### Task prompt
Give back, unchanged, every line of the material from the one containing "Guideline: for every instance of the dark" down to the one containing "<point>593,278</point>", both of those lines included.

### Dataset records
--- Begin ---
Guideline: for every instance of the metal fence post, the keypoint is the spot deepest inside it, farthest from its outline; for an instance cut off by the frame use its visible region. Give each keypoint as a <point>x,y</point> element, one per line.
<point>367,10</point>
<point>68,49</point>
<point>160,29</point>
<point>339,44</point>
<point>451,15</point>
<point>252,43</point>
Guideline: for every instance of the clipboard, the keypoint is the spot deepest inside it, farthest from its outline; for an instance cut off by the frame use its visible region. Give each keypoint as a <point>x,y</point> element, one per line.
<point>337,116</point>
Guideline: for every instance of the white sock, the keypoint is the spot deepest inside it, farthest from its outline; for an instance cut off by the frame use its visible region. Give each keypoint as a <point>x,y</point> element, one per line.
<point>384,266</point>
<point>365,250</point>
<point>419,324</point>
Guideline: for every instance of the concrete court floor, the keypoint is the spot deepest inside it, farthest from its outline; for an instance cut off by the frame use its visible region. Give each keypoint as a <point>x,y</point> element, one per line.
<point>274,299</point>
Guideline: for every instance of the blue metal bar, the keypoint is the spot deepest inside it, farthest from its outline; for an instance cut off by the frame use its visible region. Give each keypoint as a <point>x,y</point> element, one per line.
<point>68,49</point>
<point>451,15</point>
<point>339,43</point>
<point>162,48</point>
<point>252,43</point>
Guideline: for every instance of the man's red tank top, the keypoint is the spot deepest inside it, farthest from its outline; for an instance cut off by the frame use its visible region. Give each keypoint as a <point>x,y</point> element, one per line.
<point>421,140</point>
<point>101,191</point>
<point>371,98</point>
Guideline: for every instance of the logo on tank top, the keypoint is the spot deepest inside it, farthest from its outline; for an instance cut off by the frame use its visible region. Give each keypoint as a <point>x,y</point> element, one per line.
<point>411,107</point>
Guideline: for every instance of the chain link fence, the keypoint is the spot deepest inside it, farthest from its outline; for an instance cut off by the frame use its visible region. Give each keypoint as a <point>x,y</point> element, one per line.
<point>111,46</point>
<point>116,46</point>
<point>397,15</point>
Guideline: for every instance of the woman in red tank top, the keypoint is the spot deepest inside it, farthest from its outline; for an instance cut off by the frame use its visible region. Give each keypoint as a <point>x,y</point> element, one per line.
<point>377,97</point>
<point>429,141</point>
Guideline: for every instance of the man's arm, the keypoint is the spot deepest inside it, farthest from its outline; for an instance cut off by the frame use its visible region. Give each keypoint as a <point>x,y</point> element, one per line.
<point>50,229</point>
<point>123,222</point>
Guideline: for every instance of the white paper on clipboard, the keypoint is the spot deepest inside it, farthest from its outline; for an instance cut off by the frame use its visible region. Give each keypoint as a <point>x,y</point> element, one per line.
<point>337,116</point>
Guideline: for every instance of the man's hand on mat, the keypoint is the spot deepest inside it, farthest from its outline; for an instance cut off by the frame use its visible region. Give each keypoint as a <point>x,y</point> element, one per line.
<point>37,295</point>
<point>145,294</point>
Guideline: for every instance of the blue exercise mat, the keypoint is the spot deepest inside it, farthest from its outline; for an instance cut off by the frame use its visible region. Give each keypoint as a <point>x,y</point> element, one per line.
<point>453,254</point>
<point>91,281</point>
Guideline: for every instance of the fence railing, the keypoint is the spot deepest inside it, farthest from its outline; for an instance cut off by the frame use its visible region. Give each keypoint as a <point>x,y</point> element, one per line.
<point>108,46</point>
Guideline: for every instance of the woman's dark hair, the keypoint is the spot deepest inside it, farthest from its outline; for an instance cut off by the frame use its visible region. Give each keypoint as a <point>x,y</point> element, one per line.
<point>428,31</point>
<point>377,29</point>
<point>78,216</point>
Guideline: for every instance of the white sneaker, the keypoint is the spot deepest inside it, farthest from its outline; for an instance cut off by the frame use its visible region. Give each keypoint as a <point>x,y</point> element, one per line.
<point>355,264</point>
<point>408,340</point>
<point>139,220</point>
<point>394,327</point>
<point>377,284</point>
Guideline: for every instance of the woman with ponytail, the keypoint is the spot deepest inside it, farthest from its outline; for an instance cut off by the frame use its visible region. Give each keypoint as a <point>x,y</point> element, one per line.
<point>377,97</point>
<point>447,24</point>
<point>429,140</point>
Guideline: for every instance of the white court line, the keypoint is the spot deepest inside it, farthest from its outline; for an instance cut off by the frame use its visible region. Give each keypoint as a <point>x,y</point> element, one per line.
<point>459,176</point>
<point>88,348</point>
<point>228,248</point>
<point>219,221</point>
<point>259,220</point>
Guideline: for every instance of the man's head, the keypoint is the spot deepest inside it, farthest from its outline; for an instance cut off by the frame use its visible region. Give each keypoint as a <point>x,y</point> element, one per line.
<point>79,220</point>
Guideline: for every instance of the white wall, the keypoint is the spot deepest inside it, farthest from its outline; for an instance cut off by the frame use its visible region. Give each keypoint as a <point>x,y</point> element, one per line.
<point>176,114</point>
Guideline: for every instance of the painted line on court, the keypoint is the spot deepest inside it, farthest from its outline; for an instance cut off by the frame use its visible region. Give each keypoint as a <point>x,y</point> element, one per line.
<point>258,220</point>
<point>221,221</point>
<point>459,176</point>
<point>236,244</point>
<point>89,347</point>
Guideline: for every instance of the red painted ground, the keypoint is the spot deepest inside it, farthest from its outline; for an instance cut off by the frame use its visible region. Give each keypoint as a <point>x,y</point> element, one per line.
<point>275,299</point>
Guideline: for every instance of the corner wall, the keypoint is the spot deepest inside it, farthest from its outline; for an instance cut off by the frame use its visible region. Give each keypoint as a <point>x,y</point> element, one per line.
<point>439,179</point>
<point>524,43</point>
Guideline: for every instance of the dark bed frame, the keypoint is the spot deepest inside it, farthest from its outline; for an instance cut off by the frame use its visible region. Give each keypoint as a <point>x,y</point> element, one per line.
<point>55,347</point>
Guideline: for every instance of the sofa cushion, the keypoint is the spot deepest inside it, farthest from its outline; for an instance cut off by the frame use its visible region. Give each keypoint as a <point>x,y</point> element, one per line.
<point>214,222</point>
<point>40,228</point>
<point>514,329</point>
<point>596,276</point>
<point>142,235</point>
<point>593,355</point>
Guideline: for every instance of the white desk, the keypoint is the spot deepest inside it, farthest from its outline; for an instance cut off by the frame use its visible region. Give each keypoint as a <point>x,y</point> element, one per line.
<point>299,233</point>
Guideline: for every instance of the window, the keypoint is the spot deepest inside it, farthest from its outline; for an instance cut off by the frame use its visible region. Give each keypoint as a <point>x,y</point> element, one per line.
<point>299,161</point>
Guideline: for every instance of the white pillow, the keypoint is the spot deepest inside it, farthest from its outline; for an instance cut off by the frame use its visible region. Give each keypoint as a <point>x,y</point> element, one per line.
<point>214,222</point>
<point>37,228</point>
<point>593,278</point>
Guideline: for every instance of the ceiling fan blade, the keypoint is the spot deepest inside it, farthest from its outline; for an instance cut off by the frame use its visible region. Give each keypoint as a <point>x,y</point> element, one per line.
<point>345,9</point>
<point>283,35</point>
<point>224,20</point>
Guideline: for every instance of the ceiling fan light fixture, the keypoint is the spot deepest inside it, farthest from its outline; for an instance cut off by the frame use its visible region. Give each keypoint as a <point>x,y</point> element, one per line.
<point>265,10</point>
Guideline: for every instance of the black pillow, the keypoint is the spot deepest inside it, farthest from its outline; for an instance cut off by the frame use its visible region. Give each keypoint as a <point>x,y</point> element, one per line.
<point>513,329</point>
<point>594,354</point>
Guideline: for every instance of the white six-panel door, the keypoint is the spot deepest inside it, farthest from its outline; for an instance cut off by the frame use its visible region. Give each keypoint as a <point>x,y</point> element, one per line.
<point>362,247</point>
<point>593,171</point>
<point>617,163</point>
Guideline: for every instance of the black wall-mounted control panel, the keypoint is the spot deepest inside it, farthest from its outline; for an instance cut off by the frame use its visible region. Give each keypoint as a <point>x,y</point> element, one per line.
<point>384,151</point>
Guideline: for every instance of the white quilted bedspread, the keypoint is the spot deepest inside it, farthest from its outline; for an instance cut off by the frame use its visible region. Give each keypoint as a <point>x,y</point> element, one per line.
--- End ---
### Expected answer
Guideline: for every instance of the dark bed frame, the keypoint is the spot deepest inside it, farthest from its outline; for an instance cut off by the frame use its visible region. Give each keypoint as a <point>x,y</point> element, one per line.
<point>55,347</point>
Guideline: for every instance of the sofa cushion, the keypoint is the spot deepest inside it, farthest from its outline; for an instance cut off by the frame use its visible region. Give each keypoint as a <point>x,y</point> element, one per line.
<point>214,222</point>
<point>40,228</point>
<point>514,329</point>
<point>596,276</point>
<point>142,235</point>
<point>593,355</point>
Guideline: for every instance of the white desk, the keypoint is the spot deepest inside it, farthest from its outline; for an instance cut off by the frame use its visible region. Give each keypoint as a <point>x,y</point> element, one per line.
<point>299,233</point>
Guideline: for every instance of the window, the keypoint is the spot deepest inside it, farthest from its outline; for an instance cut off by the frame use its visible region. Give each keypoint as a <point>x,y</point> element, one per line.
<point>299,161</point>
Guideline: for every instance of the white pillow, the keypoint is the spot deepest inside it, farthest from its outline; for an instance cut off by the frame use its visible region. Give each keypoint as a <point>x,y</point> element, one per line.
<point>214,222</point>
<point>37,228</point>
<point>593,278</point>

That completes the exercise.